Give the data back exactly as it stands.

== EXERCISE MATERIAL ==

+ + + + + + +

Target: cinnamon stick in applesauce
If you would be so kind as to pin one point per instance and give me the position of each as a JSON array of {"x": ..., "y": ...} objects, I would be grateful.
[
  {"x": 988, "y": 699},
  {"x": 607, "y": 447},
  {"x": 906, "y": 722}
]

+ + + + + + +

== TASK RESULT ==
Target: cinnamon stick in applesauce
If you would be so kind as to pin one point per instance and give me the position of each as a JSON array of {"x": ..., "y": ...} objects, I would be grateful.
[
  {"x": 988, "y": 699},
  {"x": 607, "y": 447},
  {"x": 906, "y": 722}
]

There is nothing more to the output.